Il y a donc lieu d'infirmer le jugement de ce chef et de liquider ces astreintes à la somme de 35 000 euros concernant la société CGI et à celle de 10 000 euros pour la société TDF.

Il est relevé que le jugement n'est pas contesté en ce qu'il a débouté la société Arkena Capital de sa demande d'astreinte complémentaire ou définitive.

Sur la résistance abusive :

Selon l'article L.121-3 du code des procédures civiles d'exécution, le juge de l'exécution a le pouvoir de condamner le débiteur à des dommages-intérêts en cas de résistance abusive.

Le jugement sera confirmé en ce qu'il a débouté la société Arkena Capital de sa demande formée à ce titre, cette société n'établissant pas que le retard des intimées dans l'exécution de leurs obligations serait de nature à présenter un caractère abusif.

—————

* CONSIGNE 1
Dans la liste de lignes, recopiez tout ce qui va de la ligne contenant "TARGET: keyboard" jusqu'à la dernière ligne, les deux comprises, en remplaçant "annotate" par "mark" et sans toucher au reste.
L'extrait et les lignes n'ont aucun lien entre eux.

—————

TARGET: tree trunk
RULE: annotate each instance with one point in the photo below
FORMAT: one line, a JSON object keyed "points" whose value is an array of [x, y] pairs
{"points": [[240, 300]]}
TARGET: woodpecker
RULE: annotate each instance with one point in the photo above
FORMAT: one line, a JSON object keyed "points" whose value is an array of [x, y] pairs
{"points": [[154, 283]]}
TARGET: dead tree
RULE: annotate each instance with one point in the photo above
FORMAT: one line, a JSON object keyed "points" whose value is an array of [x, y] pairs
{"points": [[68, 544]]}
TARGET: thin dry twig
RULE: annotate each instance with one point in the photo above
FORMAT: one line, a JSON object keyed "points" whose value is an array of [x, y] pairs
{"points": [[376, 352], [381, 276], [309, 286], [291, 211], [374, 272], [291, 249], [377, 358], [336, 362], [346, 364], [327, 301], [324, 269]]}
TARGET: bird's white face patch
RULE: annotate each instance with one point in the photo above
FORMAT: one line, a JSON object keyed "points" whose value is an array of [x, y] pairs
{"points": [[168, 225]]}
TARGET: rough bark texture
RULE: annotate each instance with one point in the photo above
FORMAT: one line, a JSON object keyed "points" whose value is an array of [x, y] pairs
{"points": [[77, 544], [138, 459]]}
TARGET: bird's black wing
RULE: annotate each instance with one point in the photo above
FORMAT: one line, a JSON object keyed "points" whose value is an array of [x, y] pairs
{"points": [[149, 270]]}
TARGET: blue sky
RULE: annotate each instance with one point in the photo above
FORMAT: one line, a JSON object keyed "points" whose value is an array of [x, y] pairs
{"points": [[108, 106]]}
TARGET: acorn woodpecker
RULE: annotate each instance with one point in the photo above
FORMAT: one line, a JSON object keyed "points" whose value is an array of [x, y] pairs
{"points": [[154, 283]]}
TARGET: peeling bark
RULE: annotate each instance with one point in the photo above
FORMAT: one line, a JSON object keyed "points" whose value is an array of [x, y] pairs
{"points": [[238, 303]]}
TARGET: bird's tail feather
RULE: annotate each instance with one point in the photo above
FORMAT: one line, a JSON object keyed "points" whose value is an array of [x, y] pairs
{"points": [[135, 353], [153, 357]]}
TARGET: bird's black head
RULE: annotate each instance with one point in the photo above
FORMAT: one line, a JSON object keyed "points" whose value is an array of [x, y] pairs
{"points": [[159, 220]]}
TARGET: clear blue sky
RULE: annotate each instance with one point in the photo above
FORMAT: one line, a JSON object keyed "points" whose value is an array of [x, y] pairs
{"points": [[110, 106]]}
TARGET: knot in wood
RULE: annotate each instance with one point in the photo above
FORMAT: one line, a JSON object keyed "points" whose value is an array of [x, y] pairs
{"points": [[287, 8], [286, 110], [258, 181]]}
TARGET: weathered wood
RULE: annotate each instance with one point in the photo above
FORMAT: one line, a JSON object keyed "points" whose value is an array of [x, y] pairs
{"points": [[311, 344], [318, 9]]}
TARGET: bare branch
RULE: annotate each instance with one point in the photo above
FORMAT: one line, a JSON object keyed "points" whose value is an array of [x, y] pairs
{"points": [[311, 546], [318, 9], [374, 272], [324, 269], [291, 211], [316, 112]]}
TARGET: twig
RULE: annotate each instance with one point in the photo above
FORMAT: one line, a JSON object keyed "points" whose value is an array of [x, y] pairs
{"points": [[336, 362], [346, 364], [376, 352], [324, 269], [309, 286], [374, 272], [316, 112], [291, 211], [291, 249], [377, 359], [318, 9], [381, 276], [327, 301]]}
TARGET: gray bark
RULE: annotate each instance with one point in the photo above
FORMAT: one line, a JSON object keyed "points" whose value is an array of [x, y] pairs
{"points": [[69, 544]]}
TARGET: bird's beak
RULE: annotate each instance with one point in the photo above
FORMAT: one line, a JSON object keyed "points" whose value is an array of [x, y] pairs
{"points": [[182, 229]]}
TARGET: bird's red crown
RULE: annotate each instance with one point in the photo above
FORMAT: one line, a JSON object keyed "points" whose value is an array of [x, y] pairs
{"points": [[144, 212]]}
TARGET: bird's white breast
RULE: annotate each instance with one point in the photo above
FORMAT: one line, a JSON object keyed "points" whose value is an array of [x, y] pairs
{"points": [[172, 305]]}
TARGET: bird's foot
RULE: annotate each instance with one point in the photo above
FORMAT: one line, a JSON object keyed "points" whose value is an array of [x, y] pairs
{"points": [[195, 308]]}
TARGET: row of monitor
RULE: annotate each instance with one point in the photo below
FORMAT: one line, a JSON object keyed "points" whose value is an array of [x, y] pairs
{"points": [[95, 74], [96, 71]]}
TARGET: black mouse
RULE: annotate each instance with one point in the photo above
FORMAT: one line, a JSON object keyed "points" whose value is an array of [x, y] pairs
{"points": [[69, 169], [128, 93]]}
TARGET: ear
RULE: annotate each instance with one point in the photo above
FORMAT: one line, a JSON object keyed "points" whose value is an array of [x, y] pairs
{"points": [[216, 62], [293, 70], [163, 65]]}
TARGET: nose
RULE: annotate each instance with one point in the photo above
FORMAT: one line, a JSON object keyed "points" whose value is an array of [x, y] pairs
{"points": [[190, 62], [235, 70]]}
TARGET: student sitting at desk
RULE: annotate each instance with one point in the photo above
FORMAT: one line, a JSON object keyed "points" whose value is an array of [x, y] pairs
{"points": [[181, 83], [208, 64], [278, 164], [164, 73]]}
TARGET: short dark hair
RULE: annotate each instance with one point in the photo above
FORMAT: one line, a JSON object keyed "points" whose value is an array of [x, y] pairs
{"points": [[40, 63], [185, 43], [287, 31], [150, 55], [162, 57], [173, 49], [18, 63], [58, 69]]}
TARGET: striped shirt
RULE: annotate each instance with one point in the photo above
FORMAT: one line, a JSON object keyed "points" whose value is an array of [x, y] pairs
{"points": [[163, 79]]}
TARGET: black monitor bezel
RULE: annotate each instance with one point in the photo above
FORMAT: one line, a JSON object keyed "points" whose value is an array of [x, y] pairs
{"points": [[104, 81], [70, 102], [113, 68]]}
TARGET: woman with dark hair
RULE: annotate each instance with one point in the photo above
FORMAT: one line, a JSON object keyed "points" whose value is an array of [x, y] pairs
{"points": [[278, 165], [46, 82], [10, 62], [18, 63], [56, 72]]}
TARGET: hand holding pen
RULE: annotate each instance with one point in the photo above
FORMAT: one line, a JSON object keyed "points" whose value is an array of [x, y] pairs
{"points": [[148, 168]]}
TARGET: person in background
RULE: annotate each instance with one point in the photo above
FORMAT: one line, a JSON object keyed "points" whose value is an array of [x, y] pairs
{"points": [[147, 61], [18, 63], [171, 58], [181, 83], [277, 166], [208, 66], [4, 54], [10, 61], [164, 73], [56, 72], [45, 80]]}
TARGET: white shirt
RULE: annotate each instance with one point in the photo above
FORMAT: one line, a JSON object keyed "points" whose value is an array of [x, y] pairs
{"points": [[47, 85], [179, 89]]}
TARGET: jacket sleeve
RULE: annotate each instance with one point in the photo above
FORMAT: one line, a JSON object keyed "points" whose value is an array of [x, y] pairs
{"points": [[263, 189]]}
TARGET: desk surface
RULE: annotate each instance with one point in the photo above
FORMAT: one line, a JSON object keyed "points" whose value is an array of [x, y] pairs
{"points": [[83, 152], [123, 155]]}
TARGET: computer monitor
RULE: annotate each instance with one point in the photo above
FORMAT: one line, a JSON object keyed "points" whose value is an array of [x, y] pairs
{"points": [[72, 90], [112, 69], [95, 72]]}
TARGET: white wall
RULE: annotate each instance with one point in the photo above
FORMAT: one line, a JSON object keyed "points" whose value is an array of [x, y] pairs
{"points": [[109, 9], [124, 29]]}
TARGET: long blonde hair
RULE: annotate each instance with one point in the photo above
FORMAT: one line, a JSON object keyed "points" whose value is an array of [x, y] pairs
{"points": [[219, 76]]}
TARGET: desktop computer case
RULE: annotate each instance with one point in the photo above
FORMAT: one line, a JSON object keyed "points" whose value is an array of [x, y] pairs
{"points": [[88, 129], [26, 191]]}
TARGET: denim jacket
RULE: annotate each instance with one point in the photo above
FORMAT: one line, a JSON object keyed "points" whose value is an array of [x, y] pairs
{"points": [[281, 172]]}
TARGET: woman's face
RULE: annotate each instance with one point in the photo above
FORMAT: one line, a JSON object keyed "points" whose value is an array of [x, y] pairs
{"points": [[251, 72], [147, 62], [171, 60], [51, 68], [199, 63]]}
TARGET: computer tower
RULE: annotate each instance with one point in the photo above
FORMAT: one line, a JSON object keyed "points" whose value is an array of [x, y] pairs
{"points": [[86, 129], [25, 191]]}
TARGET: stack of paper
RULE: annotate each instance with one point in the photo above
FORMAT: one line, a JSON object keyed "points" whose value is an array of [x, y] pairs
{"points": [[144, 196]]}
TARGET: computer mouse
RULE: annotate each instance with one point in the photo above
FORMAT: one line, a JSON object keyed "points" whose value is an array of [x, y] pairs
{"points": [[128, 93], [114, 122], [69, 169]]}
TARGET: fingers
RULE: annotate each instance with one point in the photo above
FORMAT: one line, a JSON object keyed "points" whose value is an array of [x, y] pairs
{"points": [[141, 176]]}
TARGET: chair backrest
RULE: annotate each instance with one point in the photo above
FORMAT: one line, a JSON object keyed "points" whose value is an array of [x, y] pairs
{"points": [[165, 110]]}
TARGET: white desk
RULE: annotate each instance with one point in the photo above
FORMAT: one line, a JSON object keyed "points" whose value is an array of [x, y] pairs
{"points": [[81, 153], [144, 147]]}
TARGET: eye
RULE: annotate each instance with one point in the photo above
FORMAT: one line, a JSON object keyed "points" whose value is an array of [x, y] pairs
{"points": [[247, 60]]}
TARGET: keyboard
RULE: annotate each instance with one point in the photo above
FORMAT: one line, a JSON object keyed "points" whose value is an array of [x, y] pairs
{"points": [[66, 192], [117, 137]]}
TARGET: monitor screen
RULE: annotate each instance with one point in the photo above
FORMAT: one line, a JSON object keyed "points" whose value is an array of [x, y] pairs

—————

* CONSIGNE 2
D'après l'extrait, à quelle somme les astreintes sont-elles liquidées pour la société TDF ?

* RÉPONSE COMPLÈTE 1
TARGET: keyboard
RULE: mark each instance with one point in the photo above
FORMAT: one line, a JSON object keyed "points" whose value is an array of [x, y] pairs
{"points": [[66, 192], [117, 137]]}
TARGET: monitor screen
RULE: mark each instance with one point in the photo above
FORMAT: one line, a JSON object keyed "points" whose value is an array of [x, y] pairs

* RÉPONSE COMPLÈTE 2
10 000 euros.